_Article_
Now you may say "well, that's not the situation here", but that's irrelevant. By granting to the judiciary the power to rule on these issues
at all, you are granting to them the power to issue TRO's under
every set of facts, and its only on appeal that it might get straightened out.
There were hundreds if not thousands of "little folks" caught up in the hastily-conceived and executed travel ban - folks who had valid visas or even green cards, who had played by the rules and acted in good faith reliance on those rules, and who were without warning turned away and forced to return from where they came.
So
what? You're arguing that the policy is mean-spirited and works a hardship -- which is a completely different question from whether it is
unconstitutional.
And do you even understand what the court ordered? It didn't just permit those already in transit to complete their trip, nor was it limited just to green card recipients being able to return home -- the Administration had already said they could. The court actually required the granting of
new visas and continued granting of refugee status to people still sitting at home in their own countries. The whole issue of "people being stuck" is utter B.S. when you examine the scope of the Court's order. The decision is absolutely breathtaking in scope.
That's injustice and real harm, by most folks' standards, and that's why courts exist, to prevent such injustice and temper such harm.
Oh good grief. No, that's not why they exist. They exist to interpret the law,
even if the law is unjust, harmful, or mean.

[Items from a labeling collection]
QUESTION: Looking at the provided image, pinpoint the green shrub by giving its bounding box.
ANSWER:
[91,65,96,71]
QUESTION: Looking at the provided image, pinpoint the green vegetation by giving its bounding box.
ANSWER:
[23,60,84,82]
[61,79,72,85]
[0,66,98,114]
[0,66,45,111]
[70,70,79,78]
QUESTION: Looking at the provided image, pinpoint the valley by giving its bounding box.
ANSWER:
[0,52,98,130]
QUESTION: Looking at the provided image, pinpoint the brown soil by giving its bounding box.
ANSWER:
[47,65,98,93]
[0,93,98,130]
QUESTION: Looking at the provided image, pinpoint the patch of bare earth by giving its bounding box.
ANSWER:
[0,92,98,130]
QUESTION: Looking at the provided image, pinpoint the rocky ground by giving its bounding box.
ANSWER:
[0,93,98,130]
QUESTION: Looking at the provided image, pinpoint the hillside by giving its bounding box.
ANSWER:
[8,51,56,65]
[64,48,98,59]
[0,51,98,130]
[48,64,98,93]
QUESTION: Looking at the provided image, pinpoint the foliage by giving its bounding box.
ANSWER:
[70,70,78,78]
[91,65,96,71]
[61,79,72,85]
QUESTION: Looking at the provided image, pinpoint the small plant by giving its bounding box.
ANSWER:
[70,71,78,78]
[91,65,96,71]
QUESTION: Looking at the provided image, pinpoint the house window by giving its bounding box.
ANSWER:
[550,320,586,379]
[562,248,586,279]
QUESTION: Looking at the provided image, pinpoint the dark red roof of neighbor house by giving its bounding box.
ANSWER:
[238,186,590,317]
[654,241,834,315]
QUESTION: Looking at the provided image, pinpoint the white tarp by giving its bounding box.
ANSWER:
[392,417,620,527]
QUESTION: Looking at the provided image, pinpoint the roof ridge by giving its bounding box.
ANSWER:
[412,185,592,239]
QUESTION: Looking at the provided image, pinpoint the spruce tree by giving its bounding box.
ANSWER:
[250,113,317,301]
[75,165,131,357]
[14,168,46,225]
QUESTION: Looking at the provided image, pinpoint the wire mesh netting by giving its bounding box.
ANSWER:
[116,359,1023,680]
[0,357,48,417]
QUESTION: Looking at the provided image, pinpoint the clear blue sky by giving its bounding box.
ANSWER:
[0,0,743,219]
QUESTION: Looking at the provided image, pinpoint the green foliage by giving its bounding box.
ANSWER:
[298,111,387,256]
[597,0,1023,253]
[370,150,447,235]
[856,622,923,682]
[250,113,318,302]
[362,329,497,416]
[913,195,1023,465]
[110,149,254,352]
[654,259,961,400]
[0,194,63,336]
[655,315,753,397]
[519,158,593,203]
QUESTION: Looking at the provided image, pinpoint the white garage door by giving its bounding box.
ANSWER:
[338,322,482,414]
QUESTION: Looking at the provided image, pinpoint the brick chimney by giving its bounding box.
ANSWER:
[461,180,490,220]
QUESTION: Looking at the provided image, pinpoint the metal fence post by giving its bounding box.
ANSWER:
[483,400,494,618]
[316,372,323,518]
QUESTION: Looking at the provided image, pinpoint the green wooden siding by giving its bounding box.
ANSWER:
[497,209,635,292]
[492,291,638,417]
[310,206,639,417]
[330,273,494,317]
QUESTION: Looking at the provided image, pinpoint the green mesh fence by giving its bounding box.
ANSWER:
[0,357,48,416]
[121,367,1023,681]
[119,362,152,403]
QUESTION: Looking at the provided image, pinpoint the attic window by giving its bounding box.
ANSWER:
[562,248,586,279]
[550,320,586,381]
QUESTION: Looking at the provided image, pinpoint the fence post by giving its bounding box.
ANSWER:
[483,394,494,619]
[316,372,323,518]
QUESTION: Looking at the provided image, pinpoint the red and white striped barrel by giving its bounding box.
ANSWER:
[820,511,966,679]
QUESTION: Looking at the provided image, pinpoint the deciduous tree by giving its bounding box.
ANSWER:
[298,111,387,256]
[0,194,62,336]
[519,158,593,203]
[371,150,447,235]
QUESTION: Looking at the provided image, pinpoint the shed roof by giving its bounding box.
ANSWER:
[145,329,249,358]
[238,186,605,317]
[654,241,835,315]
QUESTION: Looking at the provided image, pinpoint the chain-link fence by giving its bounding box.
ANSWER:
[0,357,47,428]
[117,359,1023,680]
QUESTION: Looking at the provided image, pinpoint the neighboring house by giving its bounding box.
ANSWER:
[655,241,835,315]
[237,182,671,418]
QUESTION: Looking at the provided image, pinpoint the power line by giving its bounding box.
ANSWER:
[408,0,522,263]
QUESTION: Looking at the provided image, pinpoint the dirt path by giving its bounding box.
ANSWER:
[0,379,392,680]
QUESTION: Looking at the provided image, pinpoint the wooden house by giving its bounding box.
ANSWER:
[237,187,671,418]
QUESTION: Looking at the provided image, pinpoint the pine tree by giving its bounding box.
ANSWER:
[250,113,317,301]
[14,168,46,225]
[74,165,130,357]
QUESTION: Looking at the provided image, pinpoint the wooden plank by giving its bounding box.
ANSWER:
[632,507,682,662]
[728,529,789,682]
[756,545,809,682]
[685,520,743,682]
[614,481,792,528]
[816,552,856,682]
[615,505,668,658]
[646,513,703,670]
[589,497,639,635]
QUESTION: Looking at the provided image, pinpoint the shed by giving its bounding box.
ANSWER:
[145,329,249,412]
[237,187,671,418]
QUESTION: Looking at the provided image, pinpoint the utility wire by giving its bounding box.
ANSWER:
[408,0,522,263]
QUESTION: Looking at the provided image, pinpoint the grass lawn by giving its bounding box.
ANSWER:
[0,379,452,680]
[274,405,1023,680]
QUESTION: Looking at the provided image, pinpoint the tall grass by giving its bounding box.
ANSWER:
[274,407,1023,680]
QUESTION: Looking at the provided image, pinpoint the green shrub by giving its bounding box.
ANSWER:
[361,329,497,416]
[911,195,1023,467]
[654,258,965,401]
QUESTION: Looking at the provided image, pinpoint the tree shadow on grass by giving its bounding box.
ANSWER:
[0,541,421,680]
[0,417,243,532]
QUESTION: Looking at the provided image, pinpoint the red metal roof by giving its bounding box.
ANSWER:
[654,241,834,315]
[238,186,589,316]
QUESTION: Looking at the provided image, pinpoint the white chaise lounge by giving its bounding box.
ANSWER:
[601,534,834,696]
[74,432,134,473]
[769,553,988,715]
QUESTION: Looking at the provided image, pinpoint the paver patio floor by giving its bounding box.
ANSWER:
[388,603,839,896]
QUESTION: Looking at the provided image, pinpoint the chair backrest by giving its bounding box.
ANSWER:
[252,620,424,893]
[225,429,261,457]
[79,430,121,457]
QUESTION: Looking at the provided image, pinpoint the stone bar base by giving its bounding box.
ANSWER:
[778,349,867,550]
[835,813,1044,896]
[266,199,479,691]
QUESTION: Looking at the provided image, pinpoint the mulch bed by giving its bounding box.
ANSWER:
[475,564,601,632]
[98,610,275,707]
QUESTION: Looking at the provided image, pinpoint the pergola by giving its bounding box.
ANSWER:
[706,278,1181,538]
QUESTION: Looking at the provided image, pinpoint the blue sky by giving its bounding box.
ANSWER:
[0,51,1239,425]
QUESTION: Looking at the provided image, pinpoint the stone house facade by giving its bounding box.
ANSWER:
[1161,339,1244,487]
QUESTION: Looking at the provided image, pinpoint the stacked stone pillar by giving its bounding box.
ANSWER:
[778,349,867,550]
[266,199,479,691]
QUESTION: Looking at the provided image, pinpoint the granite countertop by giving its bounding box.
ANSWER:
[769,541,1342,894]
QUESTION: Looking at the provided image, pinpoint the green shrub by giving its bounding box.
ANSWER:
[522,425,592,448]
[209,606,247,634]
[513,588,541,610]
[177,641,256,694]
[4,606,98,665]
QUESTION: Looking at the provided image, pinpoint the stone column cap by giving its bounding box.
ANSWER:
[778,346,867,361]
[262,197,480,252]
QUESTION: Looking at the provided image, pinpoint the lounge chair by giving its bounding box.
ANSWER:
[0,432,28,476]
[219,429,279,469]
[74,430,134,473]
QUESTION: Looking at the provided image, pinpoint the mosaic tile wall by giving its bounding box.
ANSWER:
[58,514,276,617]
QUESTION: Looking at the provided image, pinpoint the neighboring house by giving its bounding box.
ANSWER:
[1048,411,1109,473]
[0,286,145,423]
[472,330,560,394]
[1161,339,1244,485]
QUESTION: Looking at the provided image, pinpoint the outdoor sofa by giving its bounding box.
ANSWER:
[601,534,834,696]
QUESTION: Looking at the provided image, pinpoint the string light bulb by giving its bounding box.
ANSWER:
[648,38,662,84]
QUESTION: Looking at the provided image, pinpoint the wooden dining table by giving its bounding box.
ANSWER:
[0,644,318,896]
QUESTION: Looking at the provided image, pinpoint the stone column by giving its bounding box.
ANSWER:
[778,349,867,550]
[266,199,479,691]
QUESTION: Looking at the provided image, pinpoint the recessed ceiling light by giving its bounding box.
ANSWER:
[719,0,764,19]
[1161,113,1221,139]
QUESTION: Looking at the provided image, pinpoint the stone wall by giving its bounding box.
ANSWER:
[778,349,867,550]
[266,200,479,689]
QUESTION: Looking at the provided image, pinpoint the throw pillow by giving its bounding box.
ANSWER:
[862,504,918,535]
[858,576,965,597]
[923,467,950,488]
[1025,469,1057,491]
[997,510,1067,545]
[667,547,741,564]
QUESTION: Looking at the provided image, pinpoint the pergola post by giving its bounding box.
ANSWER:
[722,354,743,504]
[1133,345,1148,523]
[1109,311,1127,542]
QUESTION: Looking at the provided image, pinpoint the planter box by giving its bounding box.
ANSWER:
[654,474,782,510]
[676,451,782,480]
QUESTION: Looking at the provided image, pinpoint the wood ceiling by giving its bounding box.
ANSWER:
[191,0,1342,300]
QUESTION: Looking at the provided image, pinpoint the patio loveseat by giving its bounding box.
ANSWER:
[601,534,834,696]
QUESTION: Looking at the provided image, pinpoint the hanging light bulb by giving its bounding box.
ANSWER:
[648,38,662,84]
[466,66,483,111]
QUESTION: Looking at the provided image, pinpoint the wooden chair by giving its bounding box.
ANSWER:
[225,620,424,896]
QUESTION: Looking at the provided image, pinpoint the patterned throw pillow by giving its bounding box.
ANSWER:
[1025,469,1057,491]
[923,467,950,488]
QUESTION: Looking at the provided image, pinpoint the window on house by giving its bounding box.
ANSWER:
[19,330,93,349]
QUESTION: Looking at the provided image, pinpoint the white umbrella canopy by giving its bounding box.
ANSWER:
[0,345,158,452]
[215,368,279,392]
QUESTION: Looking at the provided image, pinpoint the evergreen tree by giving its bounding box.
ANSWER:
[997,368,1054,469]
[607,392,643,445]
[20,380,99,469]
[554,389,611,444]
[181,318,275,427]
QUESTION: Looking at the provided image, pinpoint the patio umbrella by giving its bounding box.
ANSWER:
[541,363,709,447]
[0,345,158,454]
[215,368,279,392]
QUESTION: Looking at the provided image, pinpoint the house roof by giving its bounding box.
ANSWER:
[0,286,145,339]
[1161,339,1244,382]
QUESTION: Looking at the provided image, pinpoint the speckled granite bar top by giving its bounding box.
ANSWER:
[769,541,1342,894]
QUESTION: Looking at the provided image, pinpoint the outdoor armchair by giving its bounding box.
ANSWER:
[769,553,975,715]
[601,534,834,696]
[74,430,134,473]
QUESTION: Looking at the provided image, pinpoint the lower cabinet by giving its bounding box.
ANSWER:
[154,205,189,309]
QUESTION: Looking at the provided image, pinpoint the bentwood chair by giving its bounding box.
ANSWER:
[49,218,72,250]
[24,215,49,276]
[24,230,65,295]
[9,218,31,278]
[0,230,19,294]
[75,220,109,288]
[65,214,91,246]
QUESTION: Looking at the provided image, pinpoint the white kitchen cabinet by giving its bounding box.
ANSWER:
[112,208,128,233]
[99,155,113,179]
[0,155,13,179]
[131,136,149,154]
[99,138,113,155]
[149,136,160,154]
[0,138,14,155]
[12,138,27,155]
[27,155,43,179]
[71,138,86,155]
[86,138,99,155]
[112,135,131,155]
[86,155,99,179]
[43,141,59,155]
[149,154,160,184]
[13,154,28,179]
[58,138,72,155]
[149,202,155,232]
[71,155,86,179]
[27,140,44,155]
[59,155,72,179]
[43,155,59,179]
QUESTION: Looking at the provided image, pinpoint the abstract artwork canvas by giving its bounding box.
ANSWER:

_Exercise instructions_
Put this sentence from the discussion of the travel ban ruling into Spanish: "The decision is absolutely breathtaking in scope." The lines are separate material, unconnected to the discussion of the travel ban ruling.

_Answer to this problem_
La decisión tiene un alcance absolutamente asombroso.